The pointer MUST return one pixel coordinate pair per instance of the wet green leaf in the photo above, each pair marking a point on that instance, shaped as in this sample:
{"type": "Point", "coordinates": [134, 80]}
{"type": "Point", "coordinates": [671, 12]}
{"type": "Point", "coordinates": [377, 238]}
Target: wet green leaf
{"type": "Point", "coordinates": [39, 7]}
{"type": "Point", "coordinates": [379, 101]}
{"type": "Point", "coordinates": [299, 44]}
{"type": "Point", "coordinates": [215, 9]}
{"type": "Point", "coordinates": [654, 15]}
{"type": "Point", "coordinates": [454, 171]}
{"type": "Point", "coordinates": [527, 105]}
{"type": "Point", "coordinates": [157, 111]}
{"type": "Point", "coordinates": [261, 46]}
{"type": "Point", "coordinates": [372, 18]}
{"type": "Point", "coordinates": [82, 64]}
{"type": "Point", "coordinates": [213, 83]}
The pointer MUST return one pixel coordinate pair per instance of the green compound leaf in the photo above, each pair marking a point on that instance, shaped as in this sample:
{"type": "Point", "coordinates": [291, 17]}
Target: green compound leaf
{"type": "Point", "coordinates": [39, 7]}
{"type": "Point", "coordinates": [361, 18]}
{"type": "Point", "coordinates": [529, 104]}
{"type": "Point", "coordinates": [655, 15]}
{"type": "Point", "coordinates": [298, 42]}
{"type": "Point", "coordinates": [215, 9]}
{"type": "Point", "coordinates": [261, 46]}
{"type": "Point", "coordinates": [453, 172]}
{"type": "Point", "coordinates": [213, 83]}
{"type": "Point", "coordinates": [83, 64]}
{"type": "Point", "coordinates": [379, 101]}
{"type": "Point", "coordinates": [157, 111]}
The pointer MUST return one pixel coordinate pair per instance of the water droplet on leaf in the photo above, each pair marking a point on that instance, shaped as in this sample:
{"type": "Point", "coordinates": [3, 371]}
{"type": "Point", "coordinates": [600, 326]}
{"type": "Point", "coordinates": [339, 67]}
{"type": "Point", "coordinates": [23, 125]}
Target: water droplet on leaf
= = = =
Exercise goal:
Rewrite all of the records above, substituting "labeler" for "pointer" and keeping everything else unchanged.

Right answer:
The labeler MUST return one pixel coordinate pair per instance of the wet green leaf in the photo above, each pair marking a point on that instance, shaped as in this sample:
{"type": "Point", "coordinates": [134, 80]}
{"type": "Point", "coordinates": [671, 12]}
{"type": "Point", "coordinates": [377, 238]}
Target: wet green leaf
{"type": "Point", "coordinates": [39, 7]}
{"type": "Point", "coordinates": [379, 101]}
{"type": "Point", "coordinates": [299, 44]}
{"type": "Point", "coordinates": [215, 9]}
{"type": "Point", "coordinates": [654, 15]}
{"type": "Point", "coordinates": [454, 171]}
{"type": "Point", "coordinates": [527, 105]}
{"type": "Point", "coordinates": [157, 111]}
{"type": "Point", "coordinates": [261, 46]}
{"type": "Point", "coordinates": [372, 18]}
{"type": "Point", "coordinates": [82, 64]}
{"type": "Point", "coordinates": [213, 83]}
The labeler MUST return one pixel coordinate pair per instance of the green compound leaf in the photo above, each pair marking a point on that instance, shaped as in this sample:
{"type": "Point", "coordinates": [291, 17]}
Target: green compound leaf
{"type": "Point", "coordinates": [39, 7]}
{"type": "Point", "coordinates": [361, 18]}
{"type": "Point", "coordinates": [529, 104]}
{"type": "Point", "coordinates": [655, 15]}
{"type": "Point", "coordinates": [298, 42]}
{"type": "Point", "coordinates": [215, 9]}
{"type": "Point", "coordinates": [261, 46]}
{"type": "Point", "coordinates": [453, 172]}
{"type": "Point", "coordinates": [213, 83]}
{"type": "Point", "coordinates": [83, 64]}
{"type": "Point", "coordinates": [379, 101]}
{"type": "Point", "coordinates": [157, 111]}
The labeler MUST return one pixel coordinate pair per instance of the water droplet on leaf in the photo above, each pair marking a point on that instance, shaped as in this sample:
{"type": "Point", "coordinates": [3, 371]}
{"type": "Point", "coordinates": [600, 326]}
{"type": "Point", "coordinates": [339, 67]}
{"type": "Point", "coordinates": [23, 125]}
Target: water droplet on leaf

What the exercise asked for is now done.